Ainda assim, há deslizes. Em 2012, uma propaganda da maionese Hellmann’s para a TV foi contestada por consumidores por sugerir que o produto é mais saudável que azeite de oliva (mais sobre o Conar em “Cerco ao Greewashing”). O relatório da Bunge destaca em 2012 o objetivo de desenvolver margarinas com menos gordura trans como uma forma de atender às necessidades do mercado por produtos mais saudáveis. A redução da gordura trans faz parte de um acordo entre a indústria brasileira e o Ministério da Saúde assinado em 2009, que, segundo a Abia, privou os brasileiros de 230 mil toneladas de gordura trans todos os anos desde então. Mas reduzir não é eliminar. A recomendação da OMS para a gordura trans, presente na Estratégia Global para Alimentação Saudável, Atividade Física e Saúde, documento de 2004 (cinco anos antes do acordo brasileiro), é que ela seja eliminada da dieta.

- - - -

• TAREFA: Transcreva, do trecho da página, a passagem entre "Ainda assim, há" e "eliminada da dieta.", incluindo ambas as expressões.

• DADOS FORNECIDOS:
- - - -

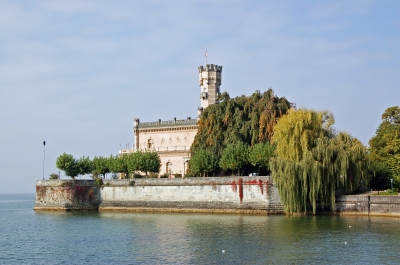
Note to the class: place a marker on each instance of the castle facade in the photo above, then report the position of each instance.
(172, 139)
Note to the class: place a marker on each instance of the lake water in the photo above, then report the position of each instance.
(29, 237)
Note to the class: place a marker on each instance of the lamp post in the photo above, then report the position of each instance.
(44, 155)
(391, 184)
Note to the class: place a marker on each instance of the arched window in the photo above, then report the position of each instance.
(169, 168)
(150, 144)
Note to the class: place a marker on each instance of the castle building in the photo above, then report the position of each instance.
(172, 139)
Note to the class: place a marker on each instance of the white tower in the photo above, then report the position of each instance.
(209, 81)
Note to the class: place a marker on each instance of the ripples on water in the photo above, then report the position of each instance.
(28, 237)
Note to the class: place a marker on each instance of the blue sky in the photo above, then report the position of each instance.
(76, 73)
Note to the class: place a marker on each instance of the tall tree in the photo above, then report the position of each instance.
(149, 162)
(235, 156)
(84, 165)
(246, 119)
(260, 154)
(203, 162)
(384, 148)
(68, 164)
(101, 165)
(312, 161)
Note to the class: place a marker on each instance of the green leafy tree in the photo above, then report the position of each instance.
(260, 154)
(67, 163)
(149, 162)
(54, 176)
(84, 165)
(312, 161)
(134, 161)
(235, 156)
(384, 151)
(202, 162)
(246, 119)
(101, 165)
(121, 164)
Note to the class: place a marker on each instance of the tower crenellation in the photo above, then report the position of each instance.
(210, 81)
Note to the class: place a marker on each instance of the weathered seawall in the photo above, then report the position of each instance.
(368, 205)
(253, 195)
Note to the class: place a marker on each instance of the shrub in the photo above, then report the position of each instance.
(54, 176)
(98, 181)
(137, 176)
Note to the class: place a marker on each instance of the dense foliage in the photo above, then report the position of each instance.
(312, 161)
(235, 156)
(249, 120)
(203, 162)
(384, 151)
(126, 164)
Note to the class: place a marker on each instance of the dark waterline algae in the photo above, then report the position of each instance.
(29, 237)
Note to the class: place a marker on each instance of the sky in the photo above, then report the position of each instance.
(76, 73)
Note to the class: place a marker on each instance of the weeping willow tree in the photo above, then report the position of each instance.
(312, 161)
(249, 120)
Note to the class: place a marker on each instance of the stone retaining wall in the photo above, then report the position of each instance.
(217, 194)
(368, 205)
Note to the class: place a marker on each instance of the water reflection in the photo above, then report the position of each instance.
(154, 238)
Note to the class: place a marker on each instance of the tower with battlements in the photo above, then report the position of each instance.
(172, 139)
(210, 82)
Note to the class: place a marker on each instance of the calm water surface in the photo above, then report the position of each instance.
(29, 237)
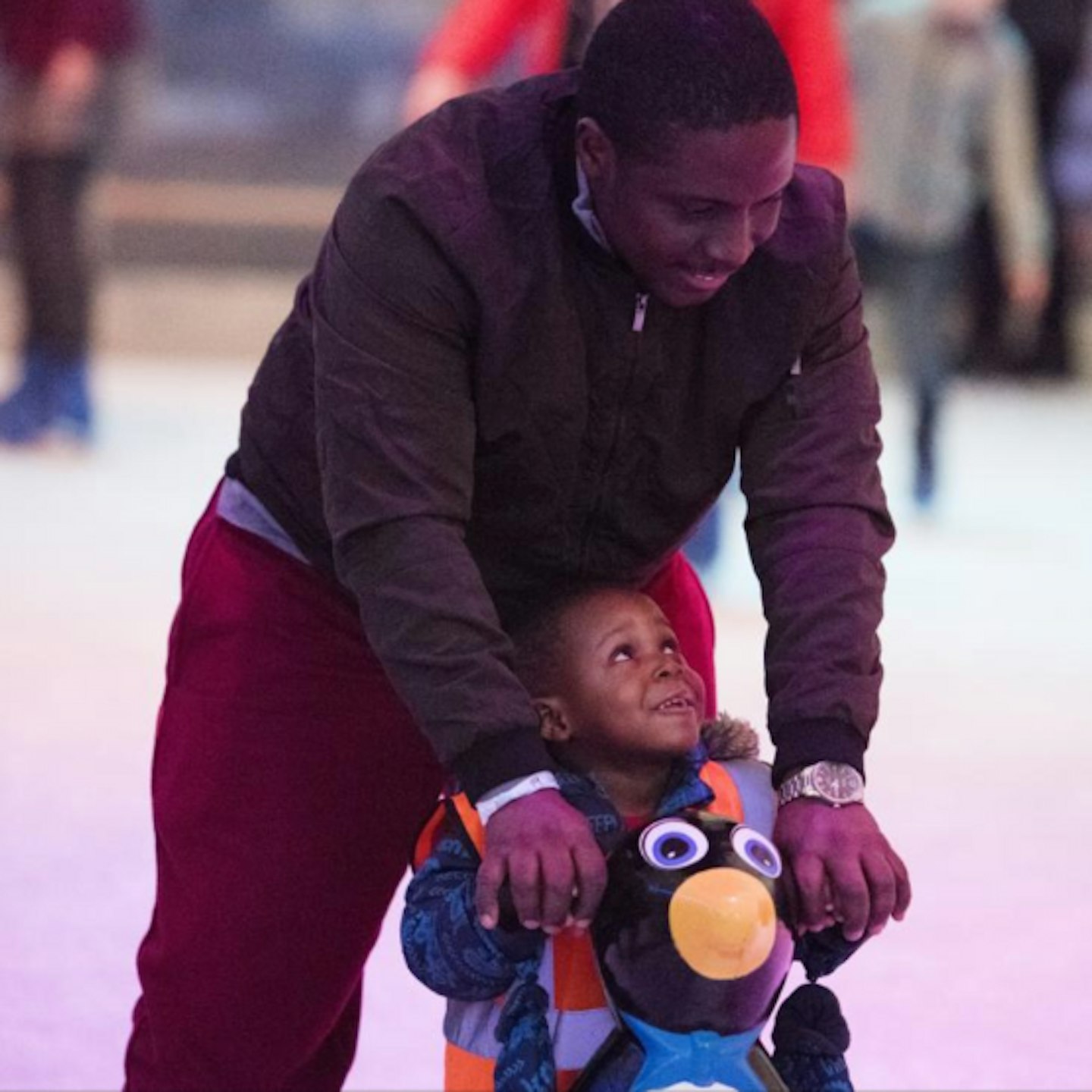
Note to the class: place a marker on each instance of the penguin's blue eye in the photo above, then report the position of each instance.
(757, 851)
(673, 843)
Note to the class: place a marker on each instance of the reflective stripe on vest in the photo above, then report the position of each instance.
(578, 1017)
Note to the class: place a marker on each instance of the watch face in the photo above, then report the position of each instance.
(836, 781)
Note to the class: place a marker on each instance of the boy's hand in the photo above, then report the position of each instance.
(839, 868)
(546, 851)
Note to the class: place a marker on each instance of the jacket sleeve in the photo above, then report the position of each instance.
(394, 328)
(817, 528)
(444, 943)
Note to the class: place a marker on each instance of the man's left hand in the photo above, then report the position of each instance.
(839, 868)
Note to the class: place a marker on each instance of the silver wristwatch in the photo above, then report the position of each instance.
(834, 783)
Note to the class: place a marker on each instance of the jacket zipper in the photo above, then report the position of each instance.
(640, 312)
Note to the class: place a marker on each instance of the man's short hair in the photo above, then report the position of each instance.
(657, 67)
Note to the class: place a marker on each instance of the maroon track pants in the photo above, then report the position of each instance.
(288, 786)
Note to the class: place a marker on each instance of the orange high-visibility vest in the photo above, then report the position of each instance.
(578, 1015)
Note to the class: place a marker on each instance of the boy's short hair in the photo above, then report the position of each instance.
(540, 639)
(655, 67)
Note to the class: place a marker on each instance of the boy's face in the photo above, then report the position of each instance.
(626, 690)
(688, 218)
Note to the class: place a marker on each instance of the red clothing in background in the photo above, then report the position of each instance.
(811, 35)
(475, 35)
(32, 31)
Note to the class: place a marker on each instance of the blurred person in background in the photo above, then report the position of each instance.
(1055, 32)
(476, 35)
(945, 111)
(543, 327)
(64, 62)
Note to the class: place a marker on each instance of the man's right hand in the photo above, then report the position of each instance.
(546, 852)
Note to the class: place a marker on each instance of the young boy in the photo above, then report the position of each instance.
(622, 712)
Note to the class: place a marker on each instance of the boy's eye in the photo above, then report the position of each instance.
(699, 212)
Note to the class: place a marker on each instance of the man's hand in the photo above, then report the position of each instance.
(546, 851)
(839, 868)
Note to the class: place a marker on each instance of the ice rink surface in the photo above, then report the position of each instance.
(980, 768)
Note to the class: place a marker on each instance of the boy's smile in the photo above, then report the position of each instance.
(627, 694)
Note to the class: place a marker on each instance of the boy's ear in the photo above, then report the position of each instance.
(555, 727)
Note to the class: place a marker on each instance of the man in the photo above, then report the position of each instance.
(541, 325)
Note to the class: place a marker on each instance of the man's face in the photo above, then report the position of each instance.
(627, 692)
(690, 214)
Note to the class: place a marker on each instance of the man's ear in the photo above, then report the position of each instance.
(555, 726)
(595, 150)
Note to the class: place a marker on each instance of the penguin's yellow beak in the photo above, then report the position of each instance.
(723, 923)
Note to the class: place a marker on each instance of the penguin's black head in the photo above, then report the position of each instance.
(688, 936)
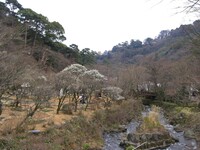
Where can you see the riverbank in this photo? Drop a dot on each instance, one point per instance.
(79, 133)
(186, 119)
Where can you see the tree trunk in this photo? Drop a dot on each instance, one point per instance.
(60, 103)
(25, 38)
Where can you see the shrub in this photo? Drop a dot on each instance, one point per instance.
(86, 146)
(130, 148)
(68, 109)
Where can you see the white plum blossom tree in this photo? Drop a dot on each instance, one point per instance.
(68, 82)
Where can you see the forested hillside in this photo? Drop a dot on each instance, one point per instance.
(24, 31)
(168, 45)
(55, 96)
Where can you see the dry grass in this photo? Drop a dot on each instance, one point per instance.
(151, 122)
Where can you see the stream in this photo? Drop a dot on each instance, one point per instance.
(112, 140)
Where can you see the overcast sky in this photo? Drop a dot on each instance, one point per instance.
(101, 24)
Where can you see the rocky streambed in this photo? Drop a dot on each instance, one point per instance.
(170, 139)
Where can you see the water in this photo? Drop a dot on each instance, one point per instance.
(112, 140)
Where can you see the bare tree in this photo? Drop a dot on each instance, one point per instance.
(91, 80)
(11, 67)
(41, 92)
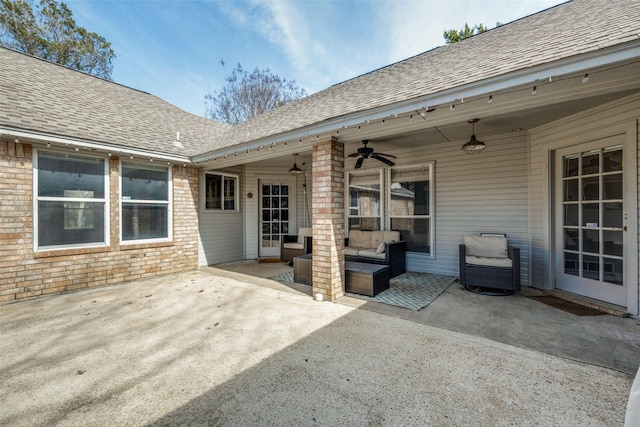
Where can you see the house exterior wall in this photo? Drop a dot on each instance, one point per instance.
(253, 173)
(475, 193)
(221, 234)
(582, 127)
(25, 273)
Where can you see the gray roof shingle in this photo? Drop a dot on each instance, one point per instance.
(569, 29)
(40, 96)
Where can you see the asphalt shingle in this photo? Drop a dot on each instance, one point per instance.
(39, 96)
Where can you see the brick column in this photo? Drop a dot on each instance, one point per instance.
(328, 220)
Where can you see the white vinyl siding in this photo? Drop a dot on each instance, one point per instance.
(475, 193)
(221, 237)
(600, 121)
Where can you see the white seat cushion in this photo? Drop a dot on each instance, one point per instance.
(370, 253)
(304, 232)
(489, 262)
(293, 245)
(350, 250)
(488, 247)
(360, 239)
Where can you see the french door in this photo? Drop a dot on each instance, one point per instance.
(591, 220)
(274, 216)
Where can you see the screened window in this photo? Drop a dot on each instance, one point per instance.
(221, 192)
(70, 200)
(364, 200)
(145, 202)
(410, 207)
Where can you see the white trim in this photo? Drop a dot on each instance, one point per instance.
(431, 217)
(630, 197)
(30, 136)
(381, 181)
(493, 85)
(168, 203)
(203, 194)
(37, 199)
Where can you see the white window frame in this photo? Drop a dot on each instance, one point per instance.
(236, 189)
(431, 217)
(168, 202)
(382, 199)
(37, 199)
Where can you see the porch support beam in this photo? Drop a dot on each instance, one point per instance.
(328, 220)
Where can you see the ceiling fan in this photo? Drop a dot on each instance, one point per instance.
(366, 152)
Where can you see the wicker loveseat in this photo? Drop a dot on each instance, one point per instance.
(295, 245)
(488, 262)
(377, 247)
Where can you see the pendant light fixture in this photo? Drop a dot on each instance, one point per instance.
(295, 170)
(473, 146)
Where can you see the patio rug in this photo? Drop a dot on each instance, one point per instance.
(568, 306)
(410, 290)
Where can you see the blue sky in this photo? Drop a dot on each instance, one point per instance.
(173, 49)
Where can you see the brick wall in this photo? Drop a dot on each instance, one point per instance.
(25, 273)
(328, 220)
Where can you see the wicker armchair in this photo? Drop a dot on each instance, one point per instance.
(488, 262)
(294, 245)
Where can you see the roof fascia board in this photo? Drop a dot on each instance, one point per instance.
(579, 63)
(60, 140)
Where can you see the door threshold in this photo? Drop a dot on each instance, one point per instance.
(606, 307)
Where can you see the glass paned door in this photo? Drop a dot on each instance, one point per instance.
(590, 221)
(274, 217)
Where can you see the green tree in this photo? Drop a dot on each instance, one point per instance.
(48, 30)
(453, 36)
(247, 95)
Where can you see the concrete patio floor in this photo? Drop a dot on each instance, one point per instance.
(214, 347)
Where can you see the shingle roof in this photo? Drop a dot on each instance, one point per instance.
(40, 96)
(569, 29)
(37, 95)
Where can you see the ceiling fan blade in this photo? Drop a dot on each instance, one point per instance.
(383, 160)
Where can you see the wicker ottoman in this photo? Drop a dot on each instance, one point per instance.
(366, 279)
(302, 269)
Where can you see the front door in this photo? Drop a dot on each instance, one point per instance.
(274, 217)
(591, 220)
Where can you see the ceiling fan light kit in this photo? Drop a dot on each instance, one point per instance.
(473, 146)
(295, 170)
(367, 152)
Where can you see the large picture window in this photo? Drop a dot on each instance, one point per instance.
(364, 200)
(410, 207)
(220, 192)
(145, 202)
(70, 206)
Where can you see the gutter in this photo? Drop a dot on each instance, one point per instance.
(494, 85)
(43, 138)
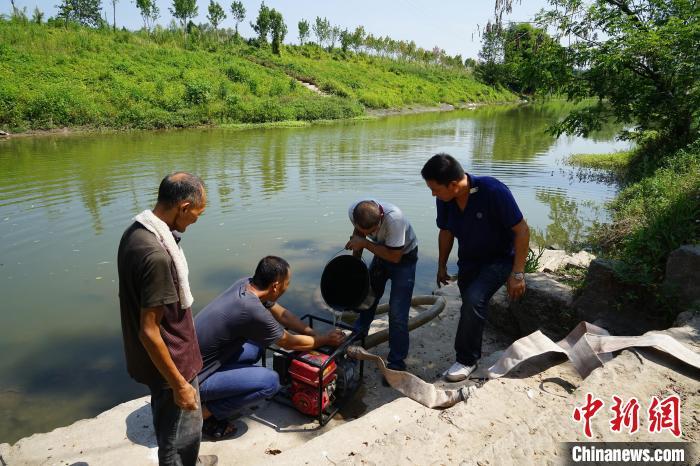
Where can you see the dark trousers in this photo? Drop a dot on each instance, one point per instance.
(239, 382)
(476, 287)
(178, 431)
(403, 277)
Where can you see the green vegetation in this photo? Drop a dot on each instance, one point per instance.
(523, 58)
(656, 212)
(639, 59)
(57, 75)
(615, 162)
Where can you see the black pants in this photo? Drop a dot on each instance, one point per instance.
(476, 287)
(178, 431)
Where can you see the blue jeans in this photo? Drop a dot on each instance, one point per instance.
(238, 382)
(403, 277)
(178, 431)
(476, 287)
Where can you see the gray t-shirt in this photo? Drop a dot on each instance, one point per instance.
(395, 231)
(233, 317)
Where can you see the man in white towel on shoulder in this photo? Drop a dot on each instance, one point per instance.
(160, 342)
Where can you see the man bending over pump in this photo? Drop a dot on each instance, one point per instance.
(233, 331)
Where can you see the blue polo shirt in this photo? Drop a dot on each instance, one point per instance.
(484, 230)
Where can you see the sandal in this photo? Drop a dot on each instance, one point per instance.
(213, 429)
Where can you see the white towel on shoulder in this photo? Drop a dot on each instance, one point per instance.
(159, 228)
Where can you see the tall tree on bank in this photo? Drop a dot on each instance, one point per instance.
(216, 14)
(262, 23)
(322, 30)
(149, 12)
(303, 27)
(38, 15)
(533, 62)
(237, 13)
(114, 15)
(184, 10)
(278, 30)
(639, 59)
(490, 67)
(85, 12)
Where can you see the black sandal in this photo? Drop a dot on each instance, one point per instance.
(213, 429)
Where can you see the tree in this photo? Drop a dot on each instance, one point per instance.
(216, 14)
(333, 35)
(345, 40)
(149, 12)
(303, 27)
(85, 12)
(184, 10)
(490, 68)
(358, 38)
(237, 13)
(532, 60)
(278, 30)
(38, 15)
(322, 30)
(262, 23)
(638, 58)
(114, 15)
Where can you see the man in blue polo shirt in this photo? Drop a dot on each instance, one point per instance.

- - - -

• RESULTADO DO EXERCÍCIO:
Ainda assim, há deslizes. Em 2012, uma propaganda da maionese Hellmann’s para a TV foi contestada por consumidores por sugerir que o produto é mais saudável que azeite de oliva (mais sobre o Conar em “Cerco ao Greewashing”). O relatório da Bunge destaca em 2012 o objetivo de desenvolver margarinas com menos gordura trans como uma forma de atender às necessidades do mercado por produtos mais saudáveis. A redução da gordura trans faz parte de um acordo entre a indústria brasileira e o Ministério da Saúde assinado em 2009, que, segundo a Abia, privou os brasileiros de 230 mil toneladas de gordura trans todos os anos desde então. Mas reduzir não é eliminar. A recomendação da OMS para a gordura trans, presente na Estratégia Global para Alimentação Saudável, Atividade Física e Saúde, documento de 2004 (cinco anos antes do acordo brasileiro), é que ela seja eliminada da dieta.